Below are records to give again exactly; omit each image they contain.

*** Source data

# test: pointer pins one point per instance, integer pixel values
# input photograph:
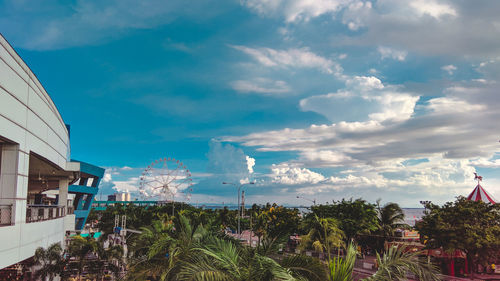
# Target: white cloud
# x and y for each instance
(371, 99)
(453, 134)
(227, 160)
(386, 52)
(295, 10)
(291, 58)
(449, 68)
(129, 185)
(261, 86)
(288, 174)
(446, 105)
(433, 8)
(107, 177)
(250, 163)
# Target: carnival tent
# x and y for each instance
(480, 194)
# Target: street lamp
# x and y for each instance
(313, 201)
(239, 207)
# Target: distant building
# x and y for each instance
(43, 193)
(122, 196)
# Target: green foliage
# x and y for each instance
(341, 269)
(396, 264)
(390, 217)
(305, 268)
(323, 236)
(471, 226)
(355, 217)
(50, 261)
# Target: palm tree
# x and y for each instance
(222, 259)
(324, 234)
(80, 248)
(50, 260)
(110, 259)
(161, 248)
(303, 267)
(390, 217)
(396, 264)
(340, 269)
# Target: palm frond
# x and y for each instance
(396, 264)
(340, 269)
(305, 267)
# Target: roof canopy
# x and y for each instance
(479, 194)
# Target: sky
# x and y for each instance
(320, 99)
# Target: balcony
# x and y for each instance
(36, 213)
(5, 214)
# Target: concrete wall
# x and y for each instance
(30, 122)
(19, 242)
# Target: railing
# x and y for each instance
(36, 213)
(5, 215)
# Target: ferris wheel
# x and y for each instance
(165, 178)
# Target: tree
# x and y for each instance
(396, 263)
(50, 261)
(355, 217)
(222, 259)
(81, 248)
(390, 218)
(161, 249)
(323, 235)
(470, 226)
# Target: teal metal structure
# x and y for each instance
(102, 205)
(85, 190)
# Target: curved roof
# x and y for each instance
(480, 194)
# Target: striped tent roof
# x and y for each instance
(479, 194)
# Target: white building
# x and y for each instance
(122, 196)
(34, 159)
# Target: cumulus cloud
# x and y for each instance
(295, 10)
(291, 58)
(449, 68)
(364, 98)
(433, 8)
(453, 133)
(288, 174)
(261, 86)
(386, 52)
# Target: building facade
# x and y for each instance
(43, 193)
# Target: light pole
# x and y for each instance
(239, 207)
(313, 201)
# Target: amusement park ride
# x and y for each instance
(165, 178)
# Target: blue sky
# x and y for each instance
(323, 99)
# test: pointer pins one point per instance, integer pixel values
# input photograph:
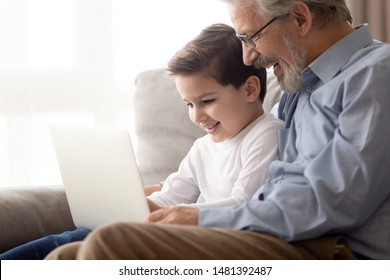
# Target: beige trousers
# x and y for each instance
(167, 242)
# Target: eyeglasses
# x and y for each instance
(248, 40)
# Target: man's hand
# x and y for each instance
(175, 215)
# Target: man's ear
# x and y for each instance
(303, 18)
(252, 88)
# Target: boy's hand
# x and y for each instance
(175, 215)
(152, 188)
(152, 206)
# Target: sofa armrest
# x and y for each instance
(27, 213)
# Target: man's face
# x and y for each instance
(274, 46)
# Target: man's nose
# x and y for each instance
(249, 55)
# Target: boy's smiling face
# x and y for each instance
(222, 111)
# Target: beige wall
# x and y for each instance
(376, 13)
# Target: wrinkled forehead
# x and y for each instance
(245, 19)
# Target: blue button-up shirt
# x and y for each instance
(334, 173)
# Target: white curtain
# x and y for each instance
(74, 61)
(374, 12)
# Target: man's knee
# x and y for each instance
(64, 252)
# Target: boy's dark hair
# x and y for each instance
(217, 53)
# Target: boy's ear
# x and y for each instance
(252, 88)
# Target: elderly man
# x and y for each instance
(329, 194)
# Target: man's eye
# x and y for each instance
(208, 101)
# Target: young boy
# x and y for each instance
(225, 167)
(224, 97)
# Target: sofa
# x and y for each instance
(164, 135)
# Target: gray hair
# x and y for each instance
(325, 11)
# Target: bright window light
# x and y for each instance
(50, 29)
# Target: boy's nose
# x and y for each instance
(197, 115)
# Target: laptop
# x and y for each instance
(100, 174)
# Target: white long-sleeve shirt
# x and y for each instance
(225, 173)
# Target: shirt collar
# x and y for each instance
(327, 65)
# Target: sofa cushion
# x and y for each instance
(27, 213)
(163, 128)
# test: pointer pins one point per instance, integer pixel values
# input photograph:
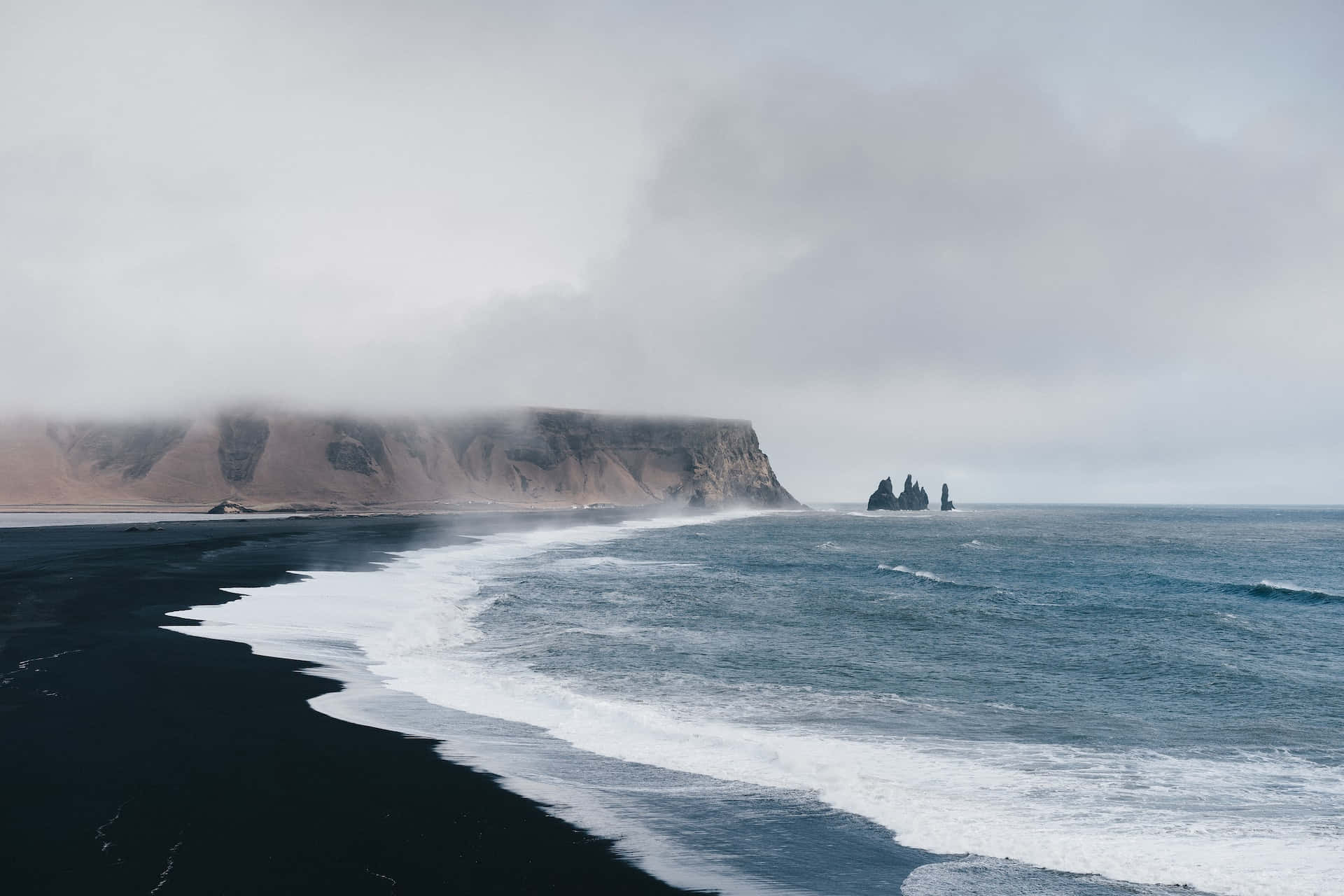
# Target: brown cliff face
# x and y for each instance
(530, 458)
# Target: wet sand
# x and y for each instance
(139, 761)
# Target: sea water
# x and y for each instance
(999, 700)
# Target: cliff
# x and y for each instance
(526, 457)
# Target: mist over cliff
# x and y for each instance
(300, 460)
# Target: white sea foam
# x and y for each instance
(1296, 589)
(1250, 825)
(920, 574)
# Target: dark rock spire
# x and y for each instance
(913, 498)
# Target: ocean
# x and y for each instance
(1009, 700)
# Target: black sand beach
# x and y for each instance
(139, 761)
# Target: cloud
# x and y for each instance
(974, 258)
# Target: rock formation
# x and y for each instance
(883, 498)
(913, 498)
(273, 460)
(230, 507)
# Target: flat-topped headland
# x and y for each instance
(272, 460)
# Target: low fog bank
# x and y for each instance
(894, 242)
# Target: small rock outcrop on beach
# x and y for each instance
(230, 507)
(913, 498)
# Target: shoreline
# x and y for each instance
(141, 761)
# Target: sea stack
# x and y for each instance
(913, 498)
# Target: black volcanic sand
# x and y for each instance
(140, 761)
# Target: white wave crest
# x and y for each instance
(918, 574)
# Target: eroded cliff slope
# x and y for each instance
(268, 460)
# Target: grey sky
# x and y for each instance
(1041, 250)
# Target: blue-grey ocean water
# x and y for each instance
(996, 700)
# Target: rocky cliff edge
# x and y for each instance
(273, 460)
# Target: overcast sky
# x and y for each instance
(1059, 251)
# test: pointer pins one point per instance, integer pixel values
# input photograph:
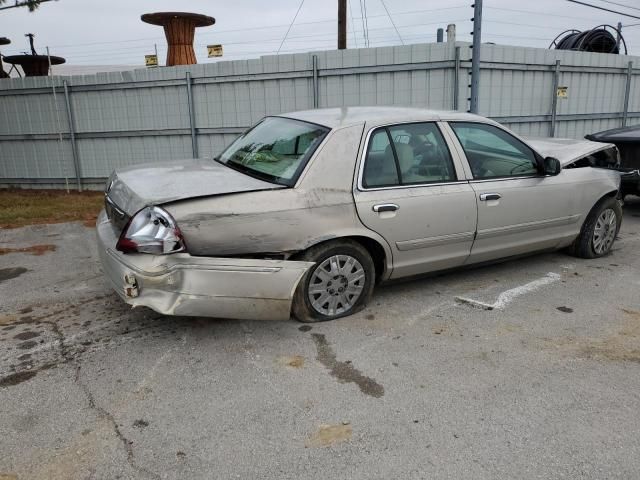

******

Written response:
# test: pointer pins one point per instance, integer pixel values
# input photograph:
# Target: white cloud
# x and y for each instance
(371, 99)
(453, 134)
(227, 160)
(386, 52)
(295, 10)
(291, 58)
(449, 68)
(129, 185)
(261, 86)
(288, 174)
(446, 105)
(433, 8)
(107, 177)
(250, 163)
# Target: carnival tent
# x and y for each instance
(480, 194)
# Target: street lamp
# x and y for each instance
(313, 201)
(239, 207)
# Target: distant building
# x and y for each instance
(43, 193)
(122, 196)
# Target: green foliage
# x and y for each instance
(341, 269)
(396, 264)
(390, 217)
(305, 268)
(323, 236)
(471, 226)
(355, 217)
(50, 261)
# Target: palm tree
# x and y for each instance
(222, 259)
(324, 234)
(80, 248)
(50, 260)
(110, 259)
(161, 248)
(303, 267)
(390, 217)
(396, 264)
(340, 269)
# Target: palm frond
# x and y for each instance
(396, 264)
(340, 269)
(305, 267)
# Target: roof canopy
# x and y for each instance
(479, 194)
# Target: sky
# x and y for each instance
(320, 99)
# Target: balcony
# x and y for each instance
(36, 213)
(5, 214)
# Target: concrete wall
# x and y for each instance
(30, 122)
(19, 242)
# Target: railing
# x and y for each instance
(36, 213)
(5, 215)
# Target: ferris wheel
# x and y for each instance
(165, 178)
# Target: tree
# x and y for each instance
(396, 263)
(50, 261)
(355, 217)
(222, 259)
(81, 248)
(390, 218)
(161, 249)
(323, 235)
(470, 226)
# Target: teal metal structure
# x and y for each instance
(102, 205)
(85, 190)
# Target: curved roof
# x and y for each instance
(480, 194)
# Target: striped tent roof
# x and y for each instance
(479, 194)
# Target: white building
# x and y for each instance
(122, 196)
(34, 159)
# Target: cumulus cloud
# x and y for each instance
(295, 10)
(291, 58)
(449, 68)
(364, 98)
(433, 8)
(453, 133)
(288, 174)
(261, 86)
(386, 52)
# Target: building facade
# x and y for each instance
(43, 193)
# Target: light pole
# x and y for each instance
(239, 207)
(313, 201)
# Target: amusement park ride
# x and y for each instance
(165, 178)
# Target: blue sky
# x and y for each instance
(323, 99)
# test: pointer pins one point per instance, integer pixel values
# input photograph:
# Target: beige trousers
# x and y for each instance
(167, 242)
# Target: eyeglasses
# x and y for each instance
(248, 40)
# Target: man's hand
# x and y for each instance
(175, 215)
# Target: man's ear
# x and y for each instance
(303, 18)
(252, 88)
# Target: boy's hand
# x and y for each instance
(175, 215)
(152, 188)
(152, 206)
# Target: sofa armrest
# x and y for each instance
(27, 213)
# Target: man's face
# x and y for each instance
(274, 46)
# Target: man's nose
# x and y for each instance
(249, 55)
# Target: boy's smiling face
# x and y for each instance
(222, 111)
# Target: beige wall
# x and y for each instance
(376, 13)
# Target: wrinkled forehead
# x and y for each instance
(245, 19)
# Target: blue button-up shirt
# x and y for each instance
(334, 173)
# Target: white curtain
# x and y for each instance
(74, 61)
(374, 12)
# Target: man's knee
# x and y for each instance
(64, 252)
# Target: boy's dark hair
# x and y for each instance
(217, 53)
# Target: boy's ear
# x and y for each instance
(252, 88)
# Target: elderly man
# x and y for each instance
(329, 194)
# Target: man's eye
# x and y for each instance
(208, 101)
# Target: young boy
# x and y for each instance
(225, 167)
(224, 97)
# Target: sofa
# x and y for each instance
(164, 135)
# Target: gray hair
# x and y for each instance
(325, 11)
# Target: bright window light
# x and y for each instance
(50, 29)
# Target: boy's nose
# x and y for each instance
(197, 115)
# Target: laptop
# x and y for each instance
(100, 174)
# Target: white long-sleeve shirt
# x and y for each instance
(225, 173)
# Target: shirt collar
# x and y for each instance
(327, 65)
# Target: sofa cushion
# x and y for each instance
(27, 213)
(163, 128)
# test: pointer pins one point per instance, integer pixel values
# input photograph:
# Target: brown cliff face
# x and y for each instance
(530, 458)
# Target: wet sand
# x and y for each instance
(139, 761)
# Target: sea water
# x and y for each instance
(999, 700)
# Target: cliff
# x and y for each instance
(526, 457)
# Target: mist over cliff
# x and y for each instance
(300, 460)
# Target: white sea foam
# x and y for each instance
(1296, 589)
(1250, 825)
(920, 574)
# Target: dark rock spire
# x and y for each instance
(913, 498)
# Target: ocean
# x and y for each instance
(1009, 700)
# Target: black sand beach
# x and y for each instance
(139, 761)
# Target: cloud
# x and y for each instance
(974, 258)
# Target: rock formation
# x and y for each instance
(883, 498)
(913, 498)
(273, 460)
(230, 507)
# Target: flat-topped headland
# x and y for each instance
(272, 460)
# Target: low fog bank
# x and y for each instance
(894, 242)
# Target: small rock outcrop on beach
# x and y for each instance
(230, 507)
(913, 498)
# Target: shoreline
# x and y for each instance
(141, 761)
# Target: sea stack
# x and y for each instance
(913, 498)
# Target: black volcanic sand
# x and y for each instance
(140, 761)
# Target: white wave crest
# x and y for each instance
(918, 574)
# Target: eroded cliff slope
# x and y for each instance
(268, 460)
# Target: grey sky
# x and y for each instance
(1041, 250)
# Target: blue-grey ocean water
# x and y for each instance
(996, 700)
# Target: rocky cliff edge
# x and y for each instance
(273, 460)
# Target: overcast sky
# x and y for each instance
(1059, 251)
# test: pointer pins one point per instance, integer pixel values
# input photograph:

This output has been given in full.